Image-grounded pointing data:
━━━━━━━━━━━━━━━━

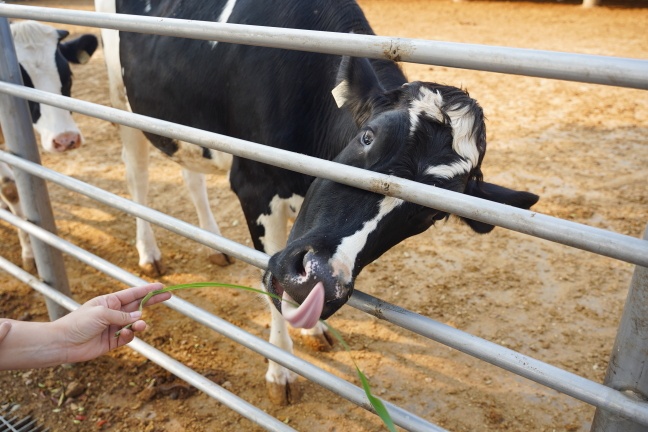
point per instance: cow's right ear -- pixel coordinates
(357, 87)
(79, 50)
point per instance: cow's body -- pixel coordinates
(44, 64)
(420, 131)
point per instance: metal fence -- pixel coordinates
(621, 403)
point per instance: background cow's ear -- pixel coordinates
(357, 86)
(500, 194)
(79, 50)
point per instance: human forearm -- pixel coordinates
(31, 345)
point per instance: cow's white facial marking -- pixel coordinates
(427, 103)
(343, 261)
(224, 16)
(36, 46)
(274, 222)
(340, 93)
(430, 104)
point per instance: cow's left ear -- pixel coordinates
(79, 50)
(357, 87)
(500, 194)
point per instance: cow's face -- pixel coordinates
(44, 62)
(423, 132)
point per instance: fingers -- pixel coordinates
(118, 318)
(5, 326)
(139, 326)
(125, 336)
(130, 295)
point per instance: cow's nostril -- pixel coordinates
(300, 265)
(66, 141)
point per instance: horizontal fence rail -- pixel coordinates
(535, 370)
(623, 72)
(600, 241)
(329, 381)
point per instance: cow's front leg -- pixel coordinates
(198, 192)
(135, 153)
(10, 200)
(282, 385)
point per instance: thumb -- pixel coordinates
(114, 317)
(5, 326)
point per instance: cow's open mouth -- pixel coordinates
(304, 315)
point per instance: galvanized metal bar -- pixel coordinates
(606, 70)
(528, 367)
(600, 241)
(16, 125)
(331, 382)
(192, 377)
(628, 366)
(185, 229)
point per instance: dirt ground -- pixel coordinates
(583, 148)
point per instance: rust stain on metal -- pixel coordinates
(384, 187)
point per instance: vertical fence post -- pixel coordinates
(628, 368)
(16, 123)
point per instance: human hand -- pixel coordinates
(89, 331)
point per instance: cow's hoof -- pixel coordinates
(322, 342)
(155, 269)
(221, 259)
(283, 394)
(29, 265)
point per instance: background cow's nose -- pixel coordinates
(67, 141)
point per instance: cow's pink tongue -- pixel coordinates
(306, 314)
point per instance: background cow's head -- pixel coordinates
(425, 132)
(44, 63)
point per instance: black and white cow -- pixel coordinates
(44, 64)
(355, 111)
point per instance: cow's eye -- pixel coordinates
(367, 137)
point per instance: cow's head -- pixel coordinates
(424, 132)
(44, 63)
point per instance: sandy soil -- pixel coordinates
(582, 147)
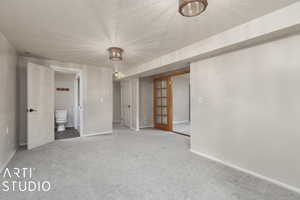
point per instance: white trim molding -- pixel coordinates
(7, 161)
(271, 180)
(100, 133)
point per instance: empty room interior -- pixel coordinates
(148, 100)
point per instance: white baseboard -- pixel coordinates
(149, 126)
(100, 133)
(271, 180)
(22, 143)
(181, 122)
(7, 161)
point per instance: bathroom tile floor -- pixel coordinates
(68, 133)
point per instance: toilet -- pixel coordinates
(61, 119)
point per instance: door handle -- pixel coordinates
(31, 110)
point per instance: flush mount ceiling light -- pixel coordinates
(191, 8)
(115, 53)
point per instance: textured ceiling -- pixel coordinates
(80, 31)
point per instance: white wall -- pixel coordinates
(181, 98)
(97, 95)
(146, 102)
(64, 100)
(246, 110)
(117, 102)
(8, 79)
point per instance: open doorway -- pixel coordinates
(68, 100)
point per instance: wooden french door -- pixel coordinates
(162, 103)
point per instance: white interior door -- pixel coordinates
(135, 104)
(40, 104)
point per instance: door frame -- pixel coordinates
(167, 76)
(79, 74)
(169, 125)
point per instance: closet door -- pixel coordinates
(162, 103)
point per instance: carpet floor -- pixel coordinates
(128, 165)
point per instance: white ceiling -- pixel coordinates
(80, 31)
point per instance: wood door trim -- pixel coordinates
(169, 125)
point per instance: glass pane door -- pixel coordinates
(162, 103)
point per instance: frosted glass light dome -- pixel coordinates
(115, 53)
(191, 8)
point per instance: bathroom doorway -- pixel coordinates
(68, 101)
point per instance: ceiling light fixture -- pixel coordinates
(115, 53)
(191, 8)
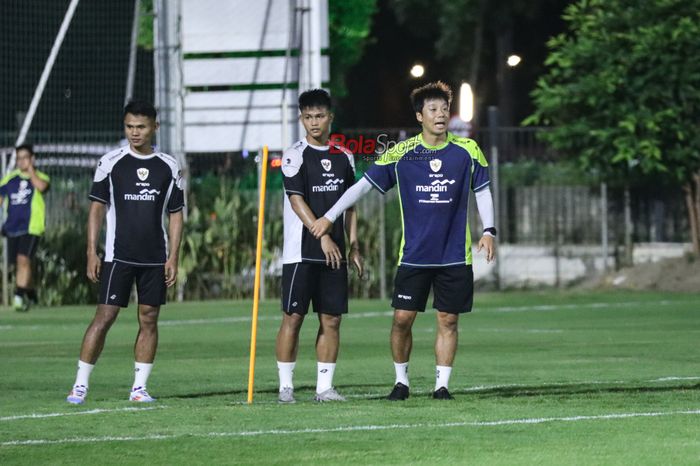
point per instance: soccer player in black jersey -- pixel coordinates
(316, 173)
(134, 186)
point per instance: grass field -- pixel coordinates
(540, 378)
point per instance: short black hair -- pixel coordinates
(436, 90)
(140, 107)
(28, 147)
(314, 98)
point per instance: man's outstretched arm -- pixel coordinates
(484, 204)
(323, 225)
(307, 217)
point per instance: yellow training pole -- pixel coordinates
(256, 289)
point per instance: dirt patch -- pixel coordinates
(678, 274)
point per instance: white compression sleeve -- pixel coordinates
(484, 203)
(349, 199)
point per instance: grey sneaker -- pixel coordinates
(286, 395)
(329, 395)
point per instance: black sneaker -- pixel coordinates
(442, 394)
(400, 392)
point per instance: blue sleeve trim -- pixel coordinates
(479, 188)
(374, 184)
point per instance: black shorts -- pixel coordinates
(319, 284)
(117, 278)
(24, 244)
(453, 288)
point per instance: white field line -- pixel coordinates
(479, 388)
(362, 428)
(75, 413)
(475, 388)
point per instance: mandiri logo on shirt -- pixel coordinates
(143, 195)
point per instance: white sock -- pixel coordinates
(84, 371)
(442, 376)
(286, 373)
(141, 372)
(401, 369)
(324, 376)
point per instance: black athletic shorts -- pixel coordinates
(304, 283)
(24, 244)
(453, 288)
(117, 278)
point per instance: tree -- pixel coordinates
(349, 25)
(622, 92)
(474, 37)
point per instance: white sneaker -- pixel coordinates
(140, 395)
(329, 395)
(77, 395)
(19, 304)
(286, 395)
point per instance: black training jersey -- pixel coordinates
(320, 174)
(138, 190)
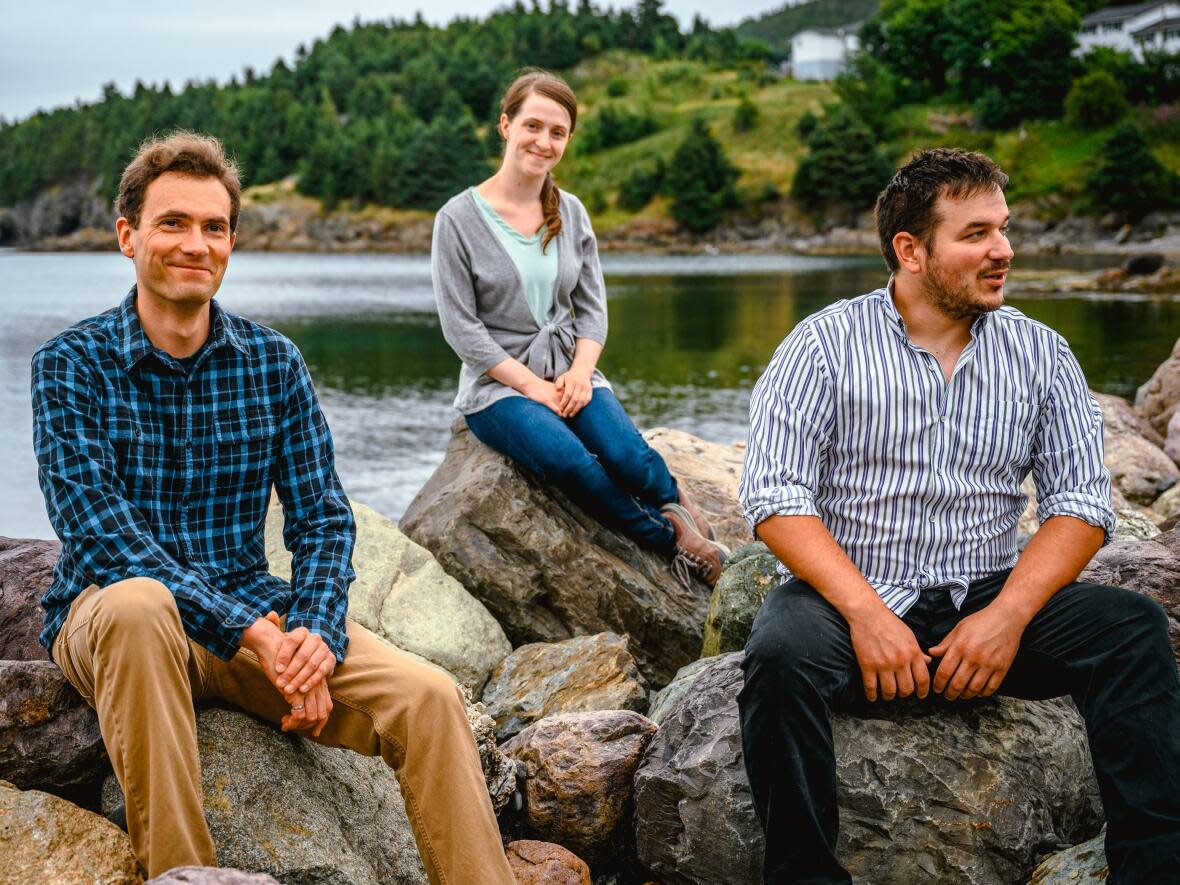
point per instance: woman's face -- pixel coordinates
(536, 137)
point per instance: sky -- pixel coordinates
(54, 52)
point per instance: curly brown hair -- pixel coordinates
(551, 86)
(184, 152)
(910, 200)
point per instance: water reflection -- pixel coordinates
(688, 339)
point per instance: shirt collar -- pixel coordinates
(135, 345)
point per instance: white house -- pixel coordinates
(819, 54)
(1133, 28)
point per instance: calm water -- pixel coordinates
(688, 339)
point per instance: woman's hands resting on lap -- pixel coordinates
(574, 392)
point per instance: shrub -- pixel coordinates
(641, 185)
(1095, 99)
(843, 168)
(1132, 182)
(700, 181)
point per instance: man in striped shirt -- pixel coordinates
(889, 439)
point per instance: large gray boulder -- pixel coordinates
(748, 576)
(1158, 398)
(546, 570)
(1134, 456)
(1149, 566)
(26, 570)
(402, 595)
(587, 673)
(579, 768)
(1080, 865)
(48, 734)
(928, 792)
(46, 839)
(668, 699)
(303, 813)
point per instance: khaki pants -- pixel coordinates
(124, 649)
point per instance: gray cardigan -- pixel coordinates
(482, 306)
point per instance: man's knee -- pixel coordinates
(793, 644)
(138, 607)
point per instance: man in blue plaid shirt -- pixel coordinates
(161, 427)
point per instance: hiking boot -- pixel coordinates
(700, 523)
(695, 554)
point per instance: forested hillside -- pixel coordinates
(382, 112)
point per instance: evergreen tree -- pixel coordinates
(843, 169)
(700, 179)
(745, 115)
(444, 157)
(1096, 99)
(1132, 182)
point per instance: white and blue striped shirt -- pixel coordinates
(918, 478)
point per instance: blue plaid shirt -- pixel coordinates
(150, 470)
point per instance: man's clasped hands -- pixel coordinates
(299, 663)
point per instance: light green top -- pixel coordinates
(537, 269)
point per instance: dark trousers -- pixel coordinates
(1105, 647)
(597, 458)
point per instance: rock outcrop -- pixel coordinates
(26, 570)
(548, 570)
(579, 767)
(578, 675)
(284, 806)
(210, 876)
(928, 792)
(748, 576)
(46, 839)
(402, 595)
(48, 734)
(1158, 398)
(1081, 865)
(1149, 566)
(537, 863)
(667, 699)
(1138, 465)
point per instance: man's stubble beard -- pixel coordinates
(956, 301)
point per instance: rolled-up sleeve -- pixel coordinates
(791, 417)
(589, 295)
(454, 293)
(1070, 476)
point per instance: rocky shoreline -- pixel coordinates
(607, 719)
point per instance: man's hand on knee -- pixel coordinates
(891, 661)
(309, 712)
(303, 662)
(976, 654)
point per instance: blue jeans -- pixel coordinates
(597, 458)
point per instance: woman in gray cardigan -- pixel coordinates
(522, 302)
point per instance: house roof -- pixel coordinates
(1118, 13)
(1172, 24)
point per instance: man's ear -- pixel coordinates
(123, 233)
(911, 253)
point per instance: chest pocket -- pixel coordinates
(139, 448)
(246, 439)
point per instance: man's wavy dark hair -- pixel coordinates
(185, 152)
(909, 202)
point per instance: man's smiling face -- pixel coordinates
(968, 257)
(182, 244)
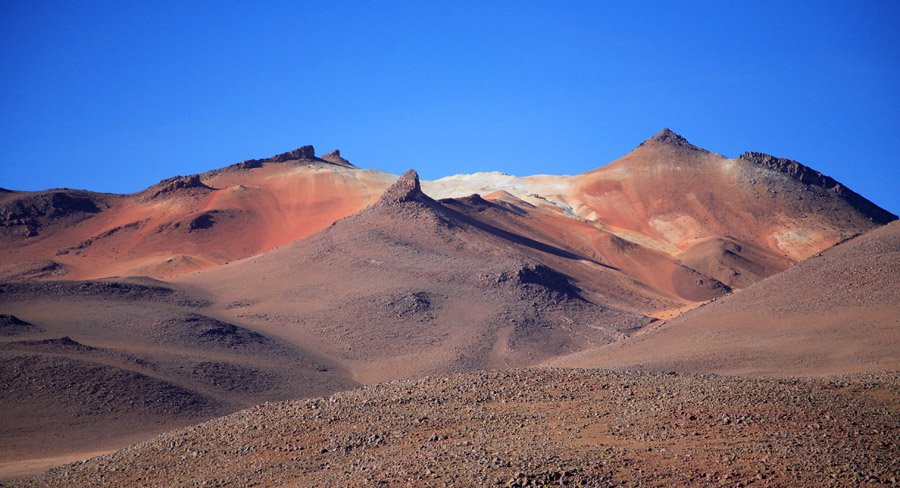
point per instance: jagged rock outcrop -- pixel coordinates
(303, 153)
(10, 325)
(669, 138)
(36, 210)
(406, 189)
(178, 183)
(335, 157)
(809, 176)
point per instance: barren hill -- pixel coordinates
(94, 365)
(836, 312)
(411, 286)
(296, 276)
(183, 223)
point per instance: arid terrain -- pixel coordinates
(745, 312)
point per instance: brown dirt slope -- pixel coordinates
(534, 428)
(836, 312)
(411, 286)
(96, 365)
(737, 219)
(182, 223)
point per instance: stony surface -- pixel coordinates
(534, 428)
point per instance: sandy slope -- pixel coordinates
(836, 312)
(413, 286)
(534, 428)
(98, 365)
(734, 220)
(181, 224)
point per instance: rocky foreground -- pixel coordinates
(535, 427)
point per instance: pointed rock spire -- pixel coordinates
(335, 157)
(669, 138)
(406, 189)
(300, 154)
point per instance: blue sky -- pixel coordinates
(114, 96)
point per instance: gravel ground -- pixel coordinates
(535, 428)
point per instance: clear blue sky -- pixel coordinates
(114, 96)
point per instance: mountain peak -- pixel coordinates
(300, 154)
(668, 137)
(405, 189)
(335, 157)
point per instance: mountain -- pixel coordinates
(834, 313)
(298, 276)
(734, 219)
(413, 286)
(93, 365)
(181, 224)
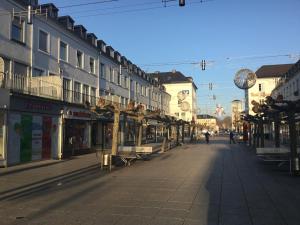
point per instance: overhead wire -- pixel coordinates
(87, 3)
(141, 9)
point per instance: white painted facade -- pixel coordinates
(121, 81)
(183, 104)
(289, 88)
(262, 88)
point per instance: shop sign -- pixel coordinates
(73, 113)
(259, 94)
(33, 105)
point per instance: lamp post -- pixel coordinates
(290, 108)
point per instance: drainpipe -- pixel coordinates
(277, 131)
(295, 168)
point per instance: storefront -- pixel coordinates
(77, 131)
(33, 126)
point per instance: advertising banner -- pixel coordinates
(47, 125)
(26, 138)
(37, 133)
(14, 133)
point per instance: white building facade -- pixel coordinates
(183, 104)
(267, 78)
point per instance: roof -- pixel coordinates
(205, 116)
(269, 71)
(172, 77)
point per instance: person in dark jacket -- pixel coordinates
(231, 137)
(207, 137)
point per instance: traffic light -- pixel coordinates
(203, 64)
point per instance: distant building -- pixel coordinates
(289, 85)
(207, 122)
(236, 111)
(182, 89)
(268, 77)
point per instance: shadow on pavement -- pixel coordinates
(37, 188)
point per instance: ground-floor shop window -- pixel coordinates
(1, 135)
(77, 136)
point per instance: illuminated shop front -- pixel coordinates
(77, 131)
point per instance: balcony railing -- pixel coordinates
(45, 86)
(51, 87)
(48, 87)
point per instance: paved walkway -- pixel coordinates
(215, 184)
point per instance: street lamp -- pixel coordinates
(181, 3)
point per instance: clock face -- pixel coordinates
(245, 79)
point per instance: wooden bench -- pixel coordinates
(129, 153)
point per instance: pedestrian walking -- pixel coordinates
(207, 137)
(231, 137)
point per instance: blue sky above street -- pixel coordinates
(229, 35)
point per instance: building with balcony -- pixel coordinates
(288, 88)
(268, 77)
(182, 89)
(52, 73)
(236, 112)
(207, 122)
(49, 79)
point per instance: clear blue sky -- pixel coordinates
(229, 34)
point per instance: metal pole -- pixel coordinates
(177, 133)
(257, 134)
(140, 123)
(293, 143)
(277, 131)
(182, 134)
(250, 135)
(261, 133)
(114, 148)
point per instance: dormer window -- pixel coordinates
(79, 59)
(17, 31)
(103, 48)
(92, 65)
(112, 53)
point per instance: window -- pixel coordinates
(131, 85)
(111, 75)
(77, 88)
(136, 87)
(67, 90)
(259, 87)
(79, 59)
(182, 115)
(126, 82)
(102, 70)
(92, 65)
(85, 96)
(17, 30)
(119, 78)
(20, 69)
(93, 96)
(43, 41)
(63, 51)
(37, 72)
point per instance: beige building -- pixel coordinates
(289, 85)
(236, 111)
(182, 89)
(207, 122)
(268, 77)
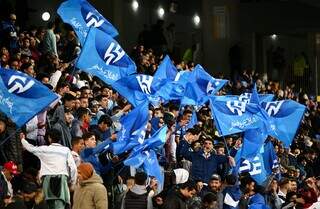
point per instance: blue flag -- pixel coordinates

━━━━━━━━━━━━━━━━

Omit the pictures, and please restate word for word the lines running from the line with "point per instance: beige" to the end of the entries.

## Written response
point per instance: beige building -- pixel coordinates
(289, 85)
(236, 111)
(182, 89)
(207, 122)
(268, 77)
point per instance: blue flag -- pixel coordinates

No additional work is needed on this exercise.